PROBLEM STATEMENT:
In the entries that follow, identify the line containing "the fan pull" and return it together with all later lines, exactly as they appear.
##### AVAILABLE DATA #####
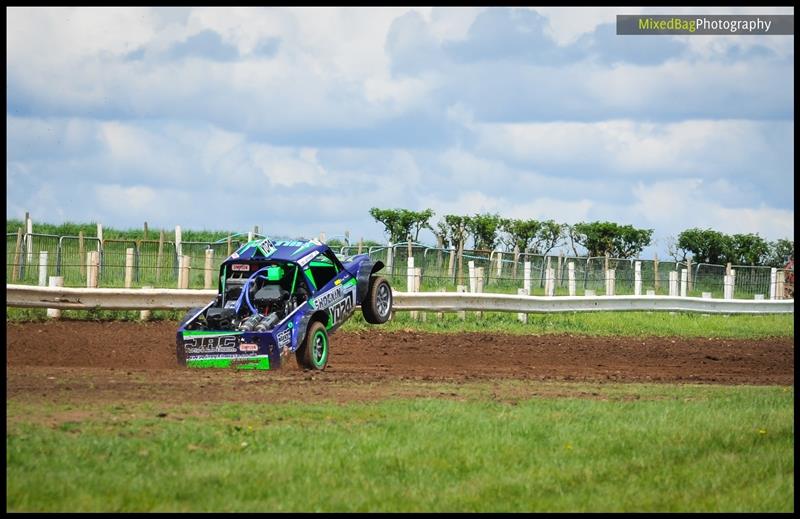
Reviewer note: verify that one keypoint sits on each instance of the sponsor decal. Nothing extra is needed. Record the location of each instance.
(214, 344)
(285, 338)
(248, 346)
(343, 308)
(305, 259)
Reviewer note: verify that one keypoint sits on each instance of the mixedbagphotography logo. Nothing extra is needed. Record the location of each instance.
(705, 24)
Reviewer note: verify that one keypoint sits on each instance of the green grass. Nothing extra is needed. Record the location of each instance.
(631, 324)
(629, 448)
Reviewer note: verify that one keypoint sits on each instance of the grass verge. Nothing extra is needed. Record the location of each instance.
(625, 448)
(630, 324)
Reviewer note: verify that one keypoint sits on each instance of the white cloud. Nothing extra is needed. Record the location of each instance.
(97, 104)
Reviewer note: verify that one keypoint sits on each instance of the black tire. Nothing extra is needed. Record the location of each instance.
(191, 313)
(377, 304)
(313, 353)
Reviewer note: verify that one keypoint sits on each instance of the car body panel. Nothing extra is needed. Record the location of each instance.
(344, 285)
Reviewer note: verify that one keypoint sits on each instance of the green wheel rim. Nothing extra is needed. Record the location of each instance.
(319, 353)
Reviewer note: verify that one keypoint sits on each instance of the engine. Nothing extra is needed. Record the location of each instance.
(266, 303)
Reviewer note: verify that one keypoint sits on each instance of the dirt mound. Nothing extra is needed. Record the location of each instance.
(375, 355)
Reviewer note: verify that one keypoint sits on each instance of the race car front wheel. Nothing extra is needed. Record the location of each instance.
(313, 353)
(377, 305)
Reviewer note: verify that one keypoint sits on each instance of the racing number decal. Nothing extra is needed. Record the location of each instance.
(221, 344)
(343, 308)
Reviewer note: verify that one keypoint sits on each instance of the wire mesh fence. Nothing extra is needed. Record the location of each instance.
(156, 263)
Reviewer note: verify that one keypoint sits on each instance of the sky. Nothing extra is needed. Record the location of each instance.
(301, 120)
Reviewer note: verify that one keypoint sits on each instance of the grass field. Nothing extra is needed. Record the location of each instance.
(634, 324)
(594, 448)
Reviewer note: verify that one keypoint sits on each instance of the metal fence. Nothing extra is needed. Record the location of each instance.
(156, 263)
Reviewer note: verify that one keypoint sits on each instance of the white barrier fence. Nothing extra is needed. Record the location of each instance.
(166, 299)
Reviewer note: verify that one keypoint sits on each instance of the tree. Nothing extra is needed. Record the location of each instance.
(779, 252)
(441, 234)
(519, 233)
(748, 249)
(484, 229)
(548, 236)
(619, 241)
(456, 226)
(706, 245)
(399, 223)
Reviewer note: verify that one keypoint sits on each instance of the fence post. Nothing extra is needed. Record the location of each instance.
(773, 278)
(472, 280)
(516, 261)
(440, 315)
(417, 283)
(655, 273)
(479, 287)
(160, 256)
(128, 267)
(390, 258)
(55, 281)
(15, 271)
(183, 271)
(689, 283)
(99, 249)
(461, 259)
(684, 282)
(144, 315)
(523, 317)
(461, 289)
(207, 278)
(451, 267)
(779, 284)
(411, 282)
(42, 268)
(571, 277)
(526, 277)
(610, 279)
(28, 239)
(92, 261)
(178, 240)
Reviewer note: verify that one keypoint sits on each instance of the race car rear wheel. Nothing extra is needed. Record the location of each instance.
(377, 304)
(313, 353)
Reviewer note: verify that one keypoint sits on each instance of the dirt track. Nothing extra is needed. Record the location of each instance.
(107, 361)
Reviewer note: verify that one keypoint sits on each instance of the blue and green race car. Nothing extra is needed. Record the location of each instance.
(281, 297)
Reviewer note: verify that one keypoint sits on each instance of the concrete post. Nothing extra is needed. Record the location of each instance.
(571, 277)
(128, 267)
(523, 317)
(208, 272)
(684, 282)
(55, 281)
(42, 268)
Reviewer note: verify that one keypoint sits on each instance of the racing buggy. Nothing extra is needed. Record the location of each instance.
(281, 297)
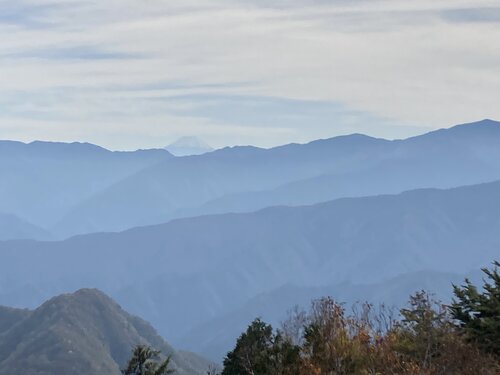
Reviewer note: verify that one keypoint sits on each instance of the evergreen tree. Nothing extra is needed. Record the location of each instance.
(260, 351)
(144, 362)
(478, 311)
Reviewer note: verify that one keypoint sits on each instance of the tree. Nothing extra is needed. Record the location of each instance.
(260, 351)
(478, 311)
(144, 361)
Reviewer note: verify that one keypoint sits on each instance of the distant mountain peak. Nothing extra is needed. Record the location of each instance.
(189, 145)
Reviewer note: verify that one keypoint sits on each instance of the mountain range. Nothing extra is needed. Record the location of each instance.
(198, 244)
(186, 272)
(80, 333)
(70, 189)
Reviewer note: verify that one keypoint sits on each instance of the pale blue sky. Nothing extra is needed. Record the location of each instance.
(140, 73)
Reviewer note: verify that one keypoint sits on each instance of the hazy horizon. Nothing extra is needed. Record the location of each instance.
(137, 74)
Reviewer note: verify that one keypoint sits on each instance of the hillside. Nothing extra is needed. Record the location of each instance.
(42, 181)
(212, 265)
(80, 333)
(214, 338)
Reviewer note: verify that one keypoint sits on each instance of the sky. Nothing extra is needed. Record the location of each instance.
(129, 74)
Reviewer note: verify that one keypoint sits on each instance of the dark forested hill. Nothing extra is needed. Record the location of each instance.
(81, 333)
(180, 274)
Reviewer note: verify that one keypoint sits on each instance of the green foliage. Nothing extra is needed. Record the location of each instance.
(425, 340)
(260, 351)
(478, 312)
(144, 362)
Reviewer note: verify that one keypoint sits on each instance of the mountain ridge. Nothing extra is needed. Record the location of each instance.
(85, 332)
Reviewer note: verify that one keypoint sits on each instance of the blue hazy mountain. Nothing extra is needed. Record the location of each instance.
(188, 271)
(42, 181)
(15, 228)
(187, 146)
(245, 179)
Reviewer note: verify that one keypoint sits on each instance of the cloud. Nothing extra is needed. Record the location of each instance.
(309, 68)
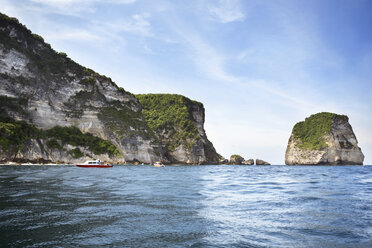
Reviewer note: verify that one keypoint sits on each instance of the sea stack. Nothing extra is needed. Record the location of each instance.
(323, 139)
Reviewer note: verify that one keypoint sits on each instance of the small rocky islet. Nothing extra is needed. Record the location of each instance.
(53, 110)
(323, 139)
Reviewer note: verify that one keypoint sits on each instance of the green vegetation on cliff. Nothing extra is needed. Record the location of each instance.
(171, 115)
(13, 135)
(310, 133)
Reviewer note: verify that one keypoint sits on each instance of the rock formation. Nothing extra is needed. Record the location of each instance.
(261, 162)
(43, 90)
(248, 162)
(236, 159)
(323, 139)
(178, 123)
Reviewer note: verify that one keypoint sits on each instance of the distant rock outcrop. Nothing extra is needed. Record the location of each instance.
(236, 159)
(261, 162)
(323, 139)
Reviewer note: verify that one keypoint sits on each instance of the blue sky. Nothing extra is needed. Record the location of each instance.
(258, 66)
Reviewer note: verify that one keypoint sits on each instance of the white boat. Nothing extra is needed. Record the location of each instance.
(94, 163)
(159, 164)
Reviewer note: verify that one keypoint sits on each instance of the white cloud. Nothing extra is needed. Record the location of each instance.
(227, 11)
(71, 7)
(58, 3)
(74, 35)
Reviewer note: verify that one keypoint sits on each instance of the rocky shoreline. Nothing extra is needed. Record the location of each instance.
(55, 111)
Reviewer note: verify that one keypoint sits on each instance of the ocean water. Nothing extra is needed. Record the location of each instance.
(186, 206)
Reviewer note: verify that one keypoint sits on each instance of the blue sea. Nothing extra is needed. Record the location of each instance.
(186, 206)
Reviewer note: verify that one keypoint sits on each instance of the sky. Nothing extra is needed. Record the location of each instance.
(258, 66)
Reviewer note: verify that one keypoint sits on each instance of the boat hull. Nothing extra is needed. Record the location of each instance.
(94, 165)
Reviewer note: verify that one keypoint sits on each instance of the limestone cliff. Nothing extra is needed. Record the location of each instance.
(42, 91)
(178, 123)
(323, 139)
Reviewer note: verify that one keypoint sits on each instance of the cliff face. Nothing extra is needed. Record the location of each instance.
(178, 123)
(72, 113)
(47, 89)
(323, 139)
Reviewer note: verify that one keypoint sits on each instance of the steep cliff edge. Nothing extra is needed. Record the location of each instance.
(178, 123)
(46, 89)
(323, 139)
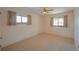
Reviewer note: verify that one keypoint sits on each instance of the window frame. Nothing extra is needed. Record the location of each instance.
(52, 21)
(21, 20)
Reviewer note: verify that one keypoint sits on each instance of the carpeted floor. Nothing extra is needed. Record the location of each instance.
(43, 42)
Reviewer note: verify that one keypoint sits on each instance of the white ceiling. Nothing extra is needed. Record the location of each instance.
(56, 10)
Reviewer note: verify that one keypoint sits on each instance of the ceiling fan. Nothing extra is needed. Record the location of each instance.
(46, 10)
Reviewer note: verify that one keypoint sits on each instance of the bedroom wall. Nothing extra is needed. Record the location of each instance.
(62, 31)
(76, 32)
(12, 34)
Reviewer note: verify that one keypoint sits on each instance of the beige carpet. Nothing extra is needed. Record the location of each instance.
(43, 42)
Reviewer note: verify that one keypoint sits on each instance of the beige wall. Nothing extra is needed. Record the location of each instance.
(12, 34)
(66, 32)
(76, 32)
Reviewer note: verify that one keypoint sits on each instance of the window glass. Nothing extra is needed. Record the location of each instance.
(24, 19)
(18, 19)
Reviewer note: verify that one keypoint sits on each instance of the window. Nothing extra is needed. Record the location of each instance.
(59, 21)
(21, 19)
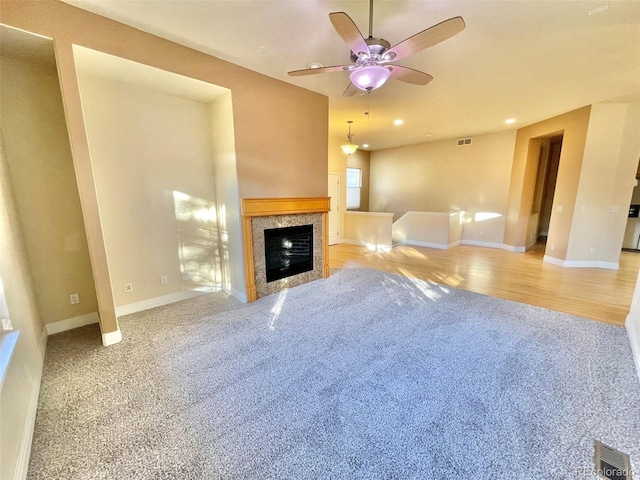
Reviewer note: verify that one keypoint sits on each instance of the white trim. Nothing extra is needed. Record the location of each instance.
(513, 248)
(71, 323)
(440, 246)
(581, 263)
(24, 451)
(111, 338)
(158, 301)
(383, 247)
(7, 346)
(238, 294)
(591, 264)
(553, 260)
(633, 330)
(501, 246)
(369, 214)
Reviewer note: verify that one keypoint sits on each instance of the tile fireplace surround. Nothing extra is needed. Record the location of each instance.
(259, 214)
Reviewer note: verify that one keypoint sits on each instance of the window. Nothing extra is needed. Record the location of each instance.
(354, 184)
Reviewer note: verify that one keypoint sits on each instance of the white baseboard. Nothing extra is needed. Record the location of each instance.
(512, 248)
(383, 247)
(71, 323)
(633, 330)
(238, 294)
(501, 246)
(111, 338)
(581, 263)
(158, 301)
(439, 246)
(24, 451)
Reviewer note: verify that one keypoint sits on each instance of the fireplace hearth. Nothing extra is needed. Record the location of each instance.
(288, 251)
(298, 256)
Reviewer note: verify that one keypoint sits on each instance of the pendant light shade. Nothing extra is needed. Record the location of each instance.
(370, 77)
(349, 148)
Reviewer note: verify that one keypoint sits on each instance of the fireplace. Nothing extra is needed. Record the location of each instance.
(288, 251)
(300, 255)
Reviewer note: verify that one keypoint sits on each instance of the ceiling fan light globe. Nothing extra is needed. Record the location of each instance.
(370, 77)
(349, 148)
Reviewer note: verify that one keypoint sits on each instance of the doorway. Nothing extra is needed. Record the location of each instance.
(550, 149)
(334, 208)
(631, 239)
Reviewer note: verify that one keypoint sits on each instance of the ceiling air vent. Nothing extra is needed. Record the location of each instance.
(611, 463)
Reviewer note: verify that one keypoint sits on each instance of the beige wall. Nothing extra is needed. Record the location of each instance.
(607, 178)
(154, 174)
(369, 229)
(361, 159)
(227, 195)
(19, 389)
(594, 184)
(442, 177)
(280, 130)
(573, 126)
(47, 199)
(338, 164)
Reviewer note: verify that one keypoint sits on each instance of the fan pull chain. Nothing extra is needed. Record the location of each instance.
(368, 105)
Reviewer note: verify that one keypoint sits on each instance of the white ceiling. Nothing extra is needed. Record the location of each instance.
(529, 60)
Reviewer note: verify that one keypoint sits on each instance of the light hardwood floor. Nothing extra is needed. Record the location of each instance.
(594, 293)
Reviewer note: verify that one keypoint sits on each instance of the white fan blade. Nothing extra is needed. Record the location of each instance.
(314, 71)
(409, 75)
(427, 38)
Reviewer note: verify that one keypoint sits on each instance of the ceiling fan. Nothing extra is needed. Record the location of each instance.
(372, 56)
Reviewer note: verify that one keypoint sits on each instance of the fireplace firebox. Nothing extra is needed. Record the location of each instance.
(288, 251)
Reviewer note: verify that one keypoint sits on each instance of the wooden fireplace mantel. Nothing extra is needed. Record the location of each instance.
(263, 207)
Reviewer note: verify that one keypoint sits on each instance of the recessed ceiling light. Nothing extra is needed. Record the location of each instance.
(599, 9)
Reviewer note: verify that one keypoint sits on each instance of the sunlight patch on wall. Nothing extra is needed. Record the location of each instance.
(482, 216)
(198, 242)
#####
SOLUTION FOR THIS PROBLEM:
Reviewer note: verify that one keypoint sits on each instance of the fan pull chain. Nothing extra is needed. Record the location of each instance.
(368, 105)
Reviewer note: verify that one keypoint sits on each instance of the white ceiling. Nothing extra is needed. Record the location of each instance.
(529, 60)
Reviewer note: verify that one keypoint sits on each instance of the light hardwood floor. Nothing extra is needed. Record the location of each instance.
(594, 293)
Reviewer note: verify that one keypoint sits on each instance of the white fan blade. Nothing extra is needed. Record the location of each instance.
(314, 71)
(409, 75)
(427, 38)
Reviewer note: verify that one keypoint sits on each instance of the ceiling fan. Nothing extra is needed. Record the location of each instance.
(372, 56)
Reviewer note: verify that one keypoint sits on each instance of the fireplace firebox. Nothing extra is needed. Record the location of each instance.
(288, 251)
Reviewer note: verify that one keypoint sits on each instance of the wooden fireplace mantel. Nothing extra is needed. Record the location of each instance.
(263, 207)
Reviewer note: verify that one keypoint sits on each instance of the recessed ceiling light. Nothing extra is needed. Record the location of each instance.
(599, 9)
Reviewer note: verify that one keypoint sits on each instance of the sunlight patch on wall. Nothing extra is needed. Record the location of each instance.
(482, 216)
(198, 242)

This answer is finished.